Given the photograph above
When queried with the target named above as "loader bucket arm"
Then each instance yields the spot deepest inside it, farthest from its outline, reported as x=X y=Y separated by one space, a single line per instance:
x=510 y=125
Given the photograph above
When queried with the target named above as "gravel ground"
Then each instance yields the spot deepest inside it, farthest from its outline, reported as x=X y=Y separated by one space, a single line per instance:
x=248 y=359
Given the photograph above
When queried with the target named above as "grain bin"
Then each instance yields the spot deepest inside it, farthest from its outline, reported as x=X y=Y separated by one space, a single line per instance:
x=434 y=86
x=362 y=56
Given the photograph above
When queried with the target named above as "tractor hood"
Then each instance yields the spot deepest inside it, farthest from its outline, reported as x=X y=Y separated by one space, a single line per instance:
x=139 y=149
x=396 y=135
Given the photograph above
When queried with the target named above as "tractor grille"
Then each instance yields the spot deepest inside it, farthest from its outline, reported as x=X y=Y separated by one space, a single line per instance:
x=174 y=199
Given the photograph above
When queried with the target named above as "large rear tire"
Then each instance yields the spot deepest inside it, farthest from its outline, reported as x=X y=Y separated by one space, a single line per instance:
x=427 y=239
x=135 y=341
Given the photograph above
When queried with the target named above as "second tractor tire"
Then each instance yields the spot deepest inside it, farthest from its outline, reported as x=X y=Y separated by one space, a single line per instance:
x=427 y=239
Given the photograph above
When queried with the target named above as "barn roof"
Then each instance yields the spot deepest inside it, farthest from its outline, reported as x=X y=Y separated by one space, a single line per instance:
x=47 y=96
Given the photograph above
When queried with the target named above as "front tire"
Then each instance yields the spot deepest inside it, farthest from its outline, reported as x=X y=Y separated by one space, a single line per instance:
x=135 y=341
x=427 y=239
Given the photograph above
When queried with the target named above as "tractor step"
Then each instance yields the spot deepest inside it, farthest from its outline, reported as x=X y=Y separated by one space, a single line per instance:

───

### Aim
Print the whole listing again, exactly.

### Answer to the exercise
Given the photograph above
When queried with the target named above as "loader bucket arm"
Then each instance yields the spot deepest inside it, farthest from its outline, reported as x=X y=Y separated by one space, a single line per instance:
x=510 y=125
Given the photograph above
When queried with the target named above as "gravel ground"
Then each instance yields the spot deepest inside it, farthest from its outline, reported as x=X y=Y separated by one space, a single line per instance:
x=248 y=359
Given the photograph above
When queried with the target named above as "grain bin"
Then each instance yields the spot deepest inside it, farthest from its outline, reported as x=X y=Y separated by one space, a single line per instance:
x=434 y=86
x=362 y=56
Given the photograph above
When queried with the target named above as "tractor hood"
Then each instance yields the spot deepest inside it, farthest from its outline, reported as x=X y=Y separated by one space, a single line per instance:
x=139 y=149
x=396 y=135
Given the photograph above
When queried with the target named above as "tractor grille"
Then each instance yields the spot deepest inside it, farthest from its outline, reported as x=X y=Y separated by one space, a single line per instance:
x=174 y=199
Given the photograph above
When queried with the target named above as "large rear tire"
Then each instance yields the spot deepest inside it, farthest from its outline, reported as x=X y=Y separated by one space, a single line per instance:
x=427 y=239
x=135 y=341
Given the photograph above
When queried with the target named above as "second tractor tire"
Then each instance yields the spot deepest inside it, farthest from its outline, reported as x=X y=Y separated by one space, a single line per instance:
x=427 y=239
Given the photograph above
When queried with the target named above as "barn roof"
Then each instance yields the spot deepest inside it, farthest from its outline, reported as x=X y=Y separated by one space, a single line per instance:
x=47 y=96
Given the photograph above
When queried with the target named above as "front tire"
Then each instance yields the spot deepest inside it, farthest from its outline, reported as x=X y=Y separated by one space, a single line per instance:
x=135 y=341
x=427 y=239
Given the photograph above
When queried with the target named above as "tractor step"
Then each instance yields the spot deepest inside it, farthest from its outline, reported as x=X y=Y separated by one space, a single line per instance:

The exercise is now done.